**TAREA PROPUESTA 1:**
Reproduce sin cambios las líneas de las entradas desde su comienzo hasta la línea que contiene "M 620 487 L", con ambos extremos incluidos.

**FRAGMENTO PROPORCIONADO:**
• • • •

Porque quizás de eso va todo, (o no). De la función y la eficiencia. Sabemos que es menos romántico y algo más complicado porque lo fácil es darse golpes en el pecho, bromar que si cojones, de tradición y decir que lo bueno es no necesitar nada más que algo muy brutote.
Todo es susceptible de mejorarse, y el que lleve usándose mucho tempo de un modo no significa que sea lo ideal. Siempre ha habido cosas que pinchan. El primer fulano que hizo una funda para la espada y no irse cortando por ahí fue un genio, el que se puso una cuerda a la cintura y la colocó ahí para llevar las manos libres, un lumbreras de la ostia. Seguro que entre cada uno de esos acontecimientos pasaron mogollón de años.

• • • •

**TAREA PROPUESTA 2:**
En el fragmento proporcionado, ¿por qué se dice que fue un genio el primero que hizo una funda para la espada?

• • • •

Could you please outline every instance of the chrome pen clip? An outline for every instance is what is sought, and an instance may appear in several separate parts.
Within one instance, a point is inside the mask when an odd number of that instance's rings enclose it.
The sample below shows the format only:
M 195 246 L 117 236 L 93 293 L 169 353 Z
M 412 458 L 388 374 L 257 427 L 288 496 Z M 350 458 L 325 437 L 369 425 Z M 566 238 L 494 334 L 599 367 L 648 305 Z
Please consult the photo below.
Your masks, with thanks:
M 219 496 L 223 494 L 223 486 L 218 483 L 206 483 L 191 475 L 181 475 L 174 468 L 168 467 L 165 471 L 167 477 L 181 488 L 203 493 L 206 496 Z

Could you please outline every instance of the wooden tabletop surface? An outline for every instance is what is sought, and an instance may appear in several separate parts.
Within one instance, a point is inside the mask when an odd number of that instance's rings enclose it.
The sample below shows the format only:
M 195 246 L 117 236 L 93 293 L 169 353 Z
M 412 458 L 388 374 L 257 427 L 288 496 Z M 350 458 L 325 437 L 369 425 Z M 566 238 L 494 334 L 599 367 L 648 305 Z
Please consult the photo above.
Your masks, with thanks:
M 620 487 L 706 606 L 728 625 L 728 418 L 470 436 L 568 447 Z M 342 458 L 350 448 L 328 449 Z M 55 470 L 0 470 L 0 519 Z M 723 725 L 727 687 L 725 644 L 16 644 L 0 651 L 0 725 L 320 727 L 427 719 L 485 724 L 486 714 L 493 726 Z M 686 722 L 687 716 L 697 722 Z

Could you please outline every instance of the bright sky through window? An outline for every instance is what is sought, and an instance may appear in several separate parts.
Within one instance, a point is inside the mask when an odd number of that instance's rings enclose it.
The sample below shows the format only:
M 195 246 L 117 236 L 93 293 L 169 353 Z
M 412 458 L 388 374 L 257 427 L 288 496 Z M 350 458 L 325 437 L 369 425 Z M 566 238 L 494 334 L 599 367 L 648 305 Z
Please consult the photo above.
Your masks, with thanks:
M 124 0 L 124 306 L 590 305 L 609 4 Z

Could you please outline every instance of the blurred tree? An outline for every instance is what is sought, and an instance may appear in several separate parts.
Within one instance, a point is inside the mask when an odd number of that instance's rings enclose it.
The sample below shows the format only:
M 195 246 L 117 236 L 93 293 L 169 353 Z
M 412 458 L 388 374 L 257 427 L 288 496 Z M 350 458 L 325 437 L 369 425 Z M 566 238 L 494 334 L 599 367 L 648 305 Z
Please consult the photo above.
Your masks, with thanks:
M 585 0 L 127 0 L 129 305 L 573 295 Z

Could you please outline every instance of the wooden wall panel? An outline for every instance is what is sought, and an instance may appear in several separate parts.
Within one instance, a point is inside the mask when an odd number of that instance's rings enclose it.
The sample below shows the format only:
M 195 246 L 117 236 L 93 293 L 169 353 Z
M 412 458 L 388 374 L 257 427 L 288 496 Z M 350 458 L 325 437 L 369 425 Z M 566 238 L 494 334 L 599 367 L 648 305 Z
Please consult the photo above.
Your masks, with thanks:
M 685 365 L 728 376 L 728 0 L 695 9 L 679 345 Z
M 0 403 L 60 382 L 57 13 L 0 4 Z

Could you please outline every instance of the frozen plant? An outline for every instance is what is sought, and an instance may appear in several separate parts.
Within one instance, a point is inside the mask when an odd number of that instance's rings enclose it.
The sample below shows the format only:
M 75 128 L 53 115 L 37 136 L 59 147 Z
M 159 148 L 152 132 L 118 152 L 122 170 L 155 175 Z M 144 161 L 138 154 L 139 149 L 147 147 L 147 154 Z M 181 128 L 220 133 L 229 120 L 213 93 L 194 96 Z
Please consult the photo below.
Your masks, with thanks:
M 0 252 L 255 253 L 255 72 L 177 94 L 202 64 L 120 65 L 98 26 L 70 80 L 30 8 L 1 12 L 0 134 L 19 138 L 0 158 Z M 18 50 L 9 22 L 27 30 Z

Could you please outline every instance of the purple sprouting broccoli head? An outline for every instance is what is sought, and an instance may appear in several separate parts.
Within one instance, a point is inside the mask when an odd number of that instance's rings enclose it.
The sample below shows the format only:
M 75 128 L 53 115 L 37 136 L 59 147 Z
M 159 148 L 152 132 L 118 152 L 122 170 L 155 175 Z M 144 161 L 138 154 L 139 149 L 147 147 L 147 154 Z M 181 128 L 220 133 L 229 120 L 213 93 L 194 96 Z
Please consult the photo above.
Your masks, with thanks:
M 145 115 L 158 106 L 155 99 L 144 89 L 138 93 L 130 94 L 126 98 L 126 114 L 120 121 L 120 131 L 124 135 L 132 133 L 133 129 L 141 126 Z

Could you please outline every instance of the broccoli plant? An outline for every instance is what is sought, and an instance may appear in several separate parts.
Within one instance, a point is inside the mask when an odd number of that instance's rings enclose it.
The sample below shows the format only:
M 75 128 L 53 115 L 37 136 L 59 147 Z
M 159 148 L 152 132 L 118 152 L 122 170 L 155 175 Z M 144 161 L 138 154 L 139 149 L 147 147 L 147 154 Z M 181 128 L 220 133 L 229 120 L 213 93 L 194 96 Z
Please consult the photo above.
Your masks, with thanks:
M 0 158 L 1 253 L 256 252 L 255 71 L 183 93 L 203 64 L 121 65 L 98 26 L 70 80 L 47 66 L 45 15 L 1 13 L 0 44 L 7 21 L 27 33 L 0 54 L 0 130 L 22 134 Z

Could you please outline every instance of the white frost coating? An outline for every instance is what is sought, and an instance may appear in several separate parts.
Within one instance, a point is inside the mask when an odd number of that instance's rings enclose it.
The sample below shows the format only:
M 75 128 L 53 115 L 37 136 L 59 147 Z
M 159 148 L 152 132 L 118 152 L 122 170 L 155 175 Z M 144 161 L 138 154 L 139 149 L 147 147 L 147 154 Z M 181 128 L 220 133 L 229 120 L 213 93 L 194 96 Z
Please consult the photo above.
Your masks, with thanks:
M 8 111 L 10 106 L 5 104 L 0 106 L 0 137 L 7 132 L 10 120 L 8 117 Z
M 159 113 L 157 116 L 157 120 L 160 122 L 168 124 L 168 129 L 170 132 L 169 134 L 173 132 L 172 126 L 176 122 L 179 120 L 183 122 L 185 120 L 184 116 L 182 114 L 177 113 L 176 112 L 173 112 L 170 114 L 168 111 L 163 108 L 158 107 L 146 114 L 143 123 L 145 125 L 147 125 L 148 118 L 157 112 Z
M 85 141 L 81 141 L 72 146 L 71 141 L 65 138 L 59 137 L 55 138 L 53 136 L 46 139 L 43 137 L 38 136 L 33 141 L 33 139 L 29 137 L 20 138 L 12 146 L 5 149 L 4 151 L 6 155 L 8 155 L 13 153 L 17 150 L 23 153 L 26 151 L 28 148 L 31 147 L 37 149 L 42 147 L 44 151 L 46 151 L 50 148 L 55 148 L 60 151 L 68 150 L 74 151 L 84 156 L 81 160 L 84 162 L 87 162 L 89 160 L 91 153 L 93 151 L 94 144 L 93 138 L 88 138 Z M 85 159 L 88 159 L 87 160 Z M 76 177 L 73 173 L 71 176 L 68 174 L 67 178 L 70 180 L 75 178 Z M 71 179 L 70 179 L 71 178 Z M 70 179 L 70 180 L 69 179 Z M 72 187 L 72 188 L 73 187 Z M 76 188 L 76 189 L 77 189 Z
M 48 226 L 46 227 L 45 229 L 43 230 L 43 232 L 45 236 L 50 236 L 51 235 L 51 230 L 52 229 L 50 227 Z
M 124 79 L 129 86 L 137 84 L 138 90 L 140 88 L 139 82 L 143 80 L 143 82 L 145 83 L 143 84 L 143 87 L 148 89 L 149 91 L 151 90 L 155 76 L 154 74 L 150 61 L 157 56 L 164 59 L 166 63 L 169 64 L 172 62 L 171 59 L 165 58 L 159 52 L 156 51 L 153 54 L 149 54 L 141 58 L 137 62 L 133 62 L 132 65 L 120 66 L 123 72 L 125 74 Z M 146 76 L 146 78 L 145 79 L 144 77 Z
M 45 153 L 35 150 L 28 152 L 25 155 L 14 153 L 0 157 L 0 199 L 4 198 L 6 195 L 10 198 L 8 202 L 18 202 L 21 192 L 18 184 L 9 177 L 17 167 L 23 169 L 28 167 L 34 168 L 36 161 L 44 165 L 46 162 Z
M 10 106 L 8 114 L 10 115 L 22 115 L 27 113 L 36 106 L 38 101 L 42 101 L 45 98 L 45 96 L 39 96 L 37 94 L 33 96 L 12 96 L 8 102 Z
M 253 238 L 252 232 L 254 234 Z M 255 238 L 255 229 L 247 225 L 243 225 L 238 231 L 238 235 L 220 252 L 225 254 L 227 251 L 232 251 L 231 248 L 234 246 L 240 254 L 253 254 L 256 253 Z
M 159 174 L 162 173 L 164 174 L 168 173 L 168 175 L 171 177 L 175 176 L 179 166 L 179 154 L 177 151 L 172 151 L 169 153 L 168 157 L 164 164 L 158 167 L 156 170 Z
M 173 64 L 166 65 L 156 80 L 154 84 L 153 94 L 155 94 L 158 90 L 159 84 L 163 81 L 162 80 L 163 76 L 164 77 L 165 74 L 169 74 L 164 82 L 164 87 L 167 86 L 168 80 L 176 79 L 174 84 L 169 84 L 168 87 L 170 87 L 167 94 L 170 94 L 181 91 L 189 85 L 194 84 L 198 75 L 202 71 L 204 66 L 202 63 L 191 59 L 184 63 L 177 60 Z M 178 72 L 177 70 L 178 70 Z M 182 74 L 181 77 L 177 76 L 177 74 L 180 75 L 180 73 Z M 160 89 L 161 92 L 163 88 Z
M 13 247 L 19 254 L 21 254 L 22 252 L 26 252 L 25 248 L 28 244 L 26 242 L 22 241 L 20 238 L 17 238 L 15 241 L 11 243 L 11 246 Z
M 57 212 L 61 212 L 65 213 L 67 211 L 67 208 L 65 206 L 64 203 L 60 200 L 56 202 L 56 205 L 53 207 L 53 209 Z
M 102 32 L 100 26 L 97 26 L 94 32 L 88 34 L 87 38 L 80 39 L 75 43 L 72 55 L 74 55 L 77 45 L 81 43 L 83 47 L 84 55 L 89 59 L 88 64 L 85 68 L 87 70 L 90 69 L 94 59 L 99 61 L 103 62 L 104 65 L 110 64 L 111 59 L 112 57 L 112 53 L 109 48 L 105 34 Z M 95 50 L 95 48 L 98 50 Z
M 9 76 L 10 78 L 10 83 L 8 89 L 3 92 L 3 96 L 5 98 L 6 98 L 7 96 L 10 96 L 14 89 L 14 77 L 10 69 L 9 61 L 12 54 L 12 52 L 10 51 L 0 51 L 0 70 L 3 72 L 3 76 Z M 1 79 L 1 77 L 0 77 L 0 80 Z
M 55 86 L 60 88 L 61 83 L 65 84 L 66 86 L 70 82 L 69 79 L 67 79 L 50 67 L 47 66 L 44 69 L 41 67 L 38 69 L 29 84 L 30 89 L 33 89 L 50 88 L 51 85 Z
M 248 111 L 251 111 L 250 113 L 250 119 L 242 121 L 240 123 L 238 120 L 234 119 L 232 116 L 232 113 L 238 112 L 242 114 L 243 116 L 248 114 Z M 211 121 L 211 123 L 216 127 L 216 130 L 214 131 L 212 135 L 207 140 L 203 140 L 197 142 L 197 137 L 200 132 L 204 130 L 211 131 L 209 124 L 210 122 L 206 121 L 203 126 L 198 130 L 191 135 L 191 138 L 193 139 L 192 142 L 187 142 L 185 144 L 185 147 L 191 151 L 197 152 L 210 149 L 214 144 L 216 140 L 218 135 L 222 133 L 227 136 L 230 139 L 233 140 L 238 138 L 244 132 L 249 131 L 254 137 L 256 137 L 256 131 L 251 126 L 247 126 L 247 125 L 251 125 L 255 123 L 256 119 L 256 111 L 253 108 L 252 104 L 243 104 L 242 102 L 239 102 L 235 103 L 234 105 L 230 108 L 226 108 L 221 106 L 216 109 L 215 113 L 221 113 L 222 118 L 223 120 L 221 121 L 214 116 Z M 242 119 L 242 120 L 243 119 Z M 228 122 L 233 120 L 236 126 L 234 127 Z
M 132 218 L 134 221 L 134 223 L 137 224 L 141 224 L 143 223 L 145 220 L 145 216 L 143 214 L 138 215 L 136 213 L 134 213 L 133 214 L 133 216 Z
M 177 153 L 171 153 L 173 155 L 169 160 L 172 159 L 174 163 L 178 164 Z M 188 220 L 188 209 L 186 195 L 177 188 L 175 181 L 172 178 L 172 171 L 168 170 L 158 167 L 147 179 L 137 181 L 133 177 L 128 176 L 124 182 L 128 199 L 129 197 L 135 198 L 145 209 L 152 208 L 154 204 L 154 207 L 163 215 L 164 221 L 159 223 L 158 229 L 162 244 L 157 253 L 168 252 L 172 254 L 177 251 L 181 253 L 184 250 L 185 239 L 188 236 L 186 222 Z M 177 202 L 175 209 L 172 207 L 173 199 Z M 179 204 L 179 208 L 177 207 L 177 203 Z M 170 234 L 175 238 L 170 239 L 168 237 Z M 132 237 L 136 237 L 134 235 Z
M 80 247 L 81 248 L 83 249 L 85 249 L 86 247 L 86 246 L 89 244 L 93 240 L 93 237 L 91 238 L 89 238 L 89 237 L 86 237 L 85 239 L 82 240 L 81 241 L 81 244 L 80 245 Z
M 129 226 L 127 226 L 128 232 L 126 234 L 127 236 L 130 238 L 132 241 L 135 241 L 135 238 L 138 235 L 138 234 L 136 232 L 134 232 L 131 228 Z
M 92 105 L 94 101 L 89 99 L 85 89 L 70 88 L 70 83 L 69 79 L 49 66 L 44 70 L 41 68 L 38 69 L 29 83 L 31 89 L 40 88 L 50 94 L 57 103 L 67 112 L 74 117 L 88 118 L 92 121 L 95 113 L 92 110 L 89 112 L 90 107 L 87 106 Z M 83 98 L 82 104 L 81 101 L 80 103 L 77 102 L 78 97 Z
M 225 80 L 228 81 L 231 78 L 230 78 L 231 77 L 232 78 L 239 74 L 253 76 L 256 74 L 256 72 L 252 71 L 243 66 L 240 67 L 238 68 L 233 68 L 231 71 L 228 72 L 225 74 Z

• • • •

**RESPUESTA CORRECTA 1:**
Could you please outline every instance of the chrome pen clip? An outline for every instance is what is sought, and an instance may appear in several separate parts.
Within one instance, a point is inside the mask when an odd number of that instance's rings enclose it.
The sample below shows the format only:
M 195 246 L 117 236 L 93 293 L 169 353 Z
M 412 458 L 388 374 L 257 427 L 288 496 Z M 350 458 L 325 437 L 369 425 Z M 566 238 L 494 334 L 599 367 L 648 305 Z
Please consult the photo below.
Your masks, with thanks:
M 219 496 L 223 494 L 223 486 L 218 483 L 206 483 L 191 475 L 181 475 L 174 468 L 168 467 L 165 471 L 167 477 L 181 488 L 203 493 L 206 496 Z

Could you please outline every instance of the wooden tabletop surface? An outline for every instance is what is sought, and an instance may appear in several separate parts.
Within one instance, a point is inside the mask when an odd number of that instance's rings enclose it.
The sample below shows the format only:
M 195 246 L 117 236 L 93 293 L 169 353 Z
M 412 458 L 388 374 L 257 427 L 288 496 Z M 350 458 L 325 437 L 369 425 Z M 566 238 L 494 334 L 599 367 L 648 305 Z
Please consult the photo above.
Your masks, with thanks:
M 620 487 L 706 606 L 728 625 L 728 418 L 470 436 L 568 447 Z M 342 458 L 350 448 L 328 449 Z M 55 470 L 0 470 L 0 519 Z M 723 725 L 727 687 L 725 644 L 16 644 L 0 651 L 0 725 L 320 727 L 427 719 L 485 724 L 486 714 L 493 726 Z M 686 722 L 687 716 L 697 722 Z

**RESPUESTA CORRECTA 2:**
Porque con la funda consiguió no irse cortando con la espada.